The input Block Start

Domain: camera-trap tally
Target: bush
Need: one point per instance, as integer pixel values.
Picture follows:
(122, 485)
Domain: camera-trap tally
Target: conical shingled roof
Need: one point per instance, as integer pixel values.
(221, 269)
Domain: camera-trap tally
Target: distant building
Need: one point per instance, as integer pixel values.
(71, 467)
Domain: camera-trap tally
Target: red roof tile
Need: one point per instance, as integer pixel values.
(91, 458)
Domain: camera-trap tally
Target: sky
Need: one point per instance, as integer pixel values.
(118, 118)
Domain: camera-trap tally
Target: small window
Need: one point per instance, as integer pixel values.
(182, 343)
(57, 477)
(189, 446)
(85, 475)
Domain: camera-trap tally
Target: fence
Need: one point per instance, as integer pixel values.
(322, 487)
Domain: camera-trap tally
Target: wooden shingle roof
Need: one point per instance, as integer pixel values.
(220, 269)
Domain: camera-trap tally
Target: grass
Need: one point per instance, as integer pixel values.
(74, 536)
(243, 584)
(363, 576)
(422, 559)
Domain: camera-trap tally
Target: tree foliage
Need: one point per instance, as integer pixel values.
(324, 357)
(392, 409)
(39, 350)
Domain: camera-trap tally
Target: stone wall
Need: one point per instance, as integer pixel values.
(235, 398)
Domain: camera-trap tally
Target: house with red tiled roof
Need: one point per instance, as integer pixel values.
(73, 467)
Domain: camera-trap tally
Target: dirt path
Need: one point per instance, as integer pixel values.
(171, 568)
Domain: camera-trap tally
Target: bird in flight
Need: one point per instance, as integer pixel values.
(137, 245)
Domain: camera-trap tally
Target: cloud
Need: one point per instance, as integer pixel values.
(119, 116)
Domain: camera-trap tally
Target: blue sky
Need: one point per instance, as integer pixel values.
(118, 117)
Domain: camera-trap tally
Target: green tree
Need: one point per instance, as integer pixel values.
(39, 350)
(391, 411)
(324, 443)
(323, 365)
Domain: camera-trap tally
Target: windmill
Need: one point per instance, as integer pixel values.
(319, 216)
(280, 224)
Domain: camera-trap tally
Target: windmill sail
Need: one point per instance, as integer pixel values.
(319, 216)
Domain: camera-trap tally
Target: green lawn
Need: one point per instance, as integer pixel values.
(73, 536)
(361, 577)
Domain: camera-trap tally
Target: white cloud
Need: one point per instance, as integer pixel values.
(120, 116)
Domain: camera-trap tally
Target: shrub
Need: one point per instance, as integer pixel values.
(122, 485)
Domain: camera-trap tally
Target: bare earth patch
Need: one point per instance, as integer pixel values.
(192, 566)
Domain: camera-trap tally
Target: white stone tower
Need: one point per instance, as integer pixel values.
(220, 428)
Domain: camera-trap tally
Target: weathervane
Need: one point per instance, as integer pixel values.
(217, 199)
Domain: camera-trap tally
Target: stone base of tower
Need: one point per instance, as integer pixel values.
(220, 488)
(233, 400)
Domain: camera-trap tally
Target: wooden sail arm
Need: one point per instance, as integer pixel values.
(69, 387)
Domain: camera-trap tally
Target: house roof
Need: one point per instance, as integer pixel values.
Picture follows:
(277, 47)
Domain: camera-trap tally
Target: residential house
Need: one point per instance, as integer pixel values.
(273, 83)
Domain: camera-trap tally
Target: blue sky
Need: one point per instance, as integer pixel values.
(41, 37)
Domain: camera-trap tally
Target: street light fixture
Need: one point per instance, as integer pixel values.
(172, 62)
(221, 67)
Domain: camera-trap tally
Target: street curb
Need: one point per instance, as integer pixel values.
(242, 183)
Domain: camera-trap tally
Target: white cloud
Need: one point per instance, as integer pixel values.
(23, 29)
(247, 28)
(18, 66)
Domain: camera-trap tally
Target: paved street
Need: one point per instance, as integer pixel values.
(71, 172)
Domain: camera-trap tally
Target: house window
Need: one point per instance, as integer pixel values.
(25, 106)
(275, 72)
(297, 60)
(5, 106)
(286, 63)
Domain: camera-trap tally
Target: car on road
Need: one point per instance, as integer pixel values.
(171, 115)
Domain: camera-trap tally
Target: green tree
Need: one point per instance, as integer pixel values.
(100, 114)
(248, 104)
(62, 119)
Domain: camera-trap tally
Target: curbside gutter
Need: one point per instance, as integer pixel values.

The input Block End

Instructions to follow =>
The full set of entries above should be given again exactly.

Written response =>
Domain: camera-trap tally
Target: bush
Need: one point per instance, as integer pixel values.
Picture follows:
(122, 485)
Domain: camera-trap tally
Target: conical shingled roof
Need: one point per instance, as integer pixel values.
(221, 269)
Domain: camera-trap tally
Target: distant building
Need: one point per instance, as integer pixel values.
(71, 467)
Domain: camera-trap tally
Target: red roof tile
Need: one point per instance, as integer pixel values.
(91, 458)
Domain: camera-trap tally
Target: sky
Need: one point per instance, as integer pixel values.
(118, 118)
Domain: camera-trap tally
Target: small window
Need: one point per instance, as integer pixel values.
(182, 343)
(57, 477)
(189, 446)
(85, 475)
Domain: camera-trap tally
Target: fence
Need: one point per instance, as integer pixel values.
(322, 487)
Domain: camera-trap tally
Target: wooden shingle roof
Need: one point per instance, as integer pixel values.
(220, 269)
Domain: camera-trap tally
Target: grass
Need: one point per instance, as integer pixel values.
(74, 536)
(243, 584)
(363, 576)
(422, 559)
Domain: camera-trap tally
Target: tree foliage
Need: one point per instance, as integer pixel values.
(324, 357)
(392, 409)
(39, 350)
Domain: camera-trap tally
Target: stone wall
Need: one point per instance, as integer pixel values.
(235, 398)
Domain: camera-trap tally
Target: house with red tiled roof
Need: one point per instance, as integer pixel values.
(73, 467)
Domain: camera-trap tally
Target: dirt path
Need: one point per instance, as integer pixel values.
(171, 568)
Domain: camera-trap tally
Target: bird in flight
Need: one point per instance, as integer pixel values.
(137, 245)
Domain: camera-trap tally
Target: cloud
Need: one point per instance, as integer pixel values.
(119, 116)
Domain: camera-trap tally
Target: blue sky
Need: one point per instance, as integer pixel values.
(118, 117)
Domain: camera-trap tally
Target: green tree
Need: one point per instance, as integer pixel values.
(39, 350)
(391, 411)
(324, 443)
(323, 365)
Domain: camera-trap tally
Target: windmill
Need: one point per instance, as integer pixel values.
(319, 216)
(280, 224)
Domain: camera-trap tally
Target: windmill sail
Need: one point per instance, as integer pixel values.
(319, 216)
Domain: camera-trap tally
Target: green lawn
Need: one point per instance, as integer pixel values.
(73, 536)
(361, 577)
Domain: camera-trap tally
Target: white cloud
Need: one point per instance, as integer pixel values.
(120, 116)
Domain: camera-trap tally
Target: shrub
Need: one point per instance, as integer pixel values.
(122, 485)
Domain: camera-trap tally
Target: bare earth patch
Need: one point per instance, as integer pixel values.
(192, 566)
Domain: camera-trap tally
Target: white stone tower
Need: one point per instance, as integer pixel values.
(220, 428)
Domain: camera-trap tally
Target: weathervane
Need: one point per instance, as integer pixel values.
(217, 199)
Domain: camera-trap tally
Target: stone base of tower
Need: one point per instance, as integer pixel values.
(220, 488)
(233, 400)
Domain: camera-trap tally
Target: wooden sail arm
Need: one point per instance, as integer pixel values.
(69, 387)
Domain: camera-trap tally
Target: house roof
Need: one point per instance, as integer pixel values.
Picture follows:
(277, 47)
Domain: camera-trap tally
Target: residential house
Need: one point per instance, as integer pixel values.
(273, 83)
Domain: camera-trap tally
Target: blue sky
Need: one point per instance, as integer pixel values.
(41, 37)
Domain: camera-trap tally
Target: street light fixture
Need: one point per instance, as integer pixel values.
(172, 62)
(221, 67)
Domain: camera-trap tally
Target: street curb
Need: one point per instance, as integer pixel values.
(242, 183)
Domain: camera-trap tally
Target: white cloud
Need: one point per instance, as integer pixel values.
(23, 29)
(247, 28)
(18, 66)
Domain: camera-trap tally
Target: paved street
Need: one point per instance, as integer pixel values.
(71, 172)
Domain: camera-trap tally
Target: house window
Need: one point per instance, as integer pixel values.
(25, 106)
(275, 72)
(297, 60)
(5, 106)
(286, 63)
Domain: camera-trap tally
Target: car on road
Need: one point per instance, as integer pixel values.
(171, 115)
Domain: camera-trap tally
Target: green tree
Need: one point per instance, as integer pixel values.
(100, 114)
(248, 104)
(62, 119)
Domain: camera-trap tally
Target: curbside gutter
Need: one point per instance, as integer pixel values.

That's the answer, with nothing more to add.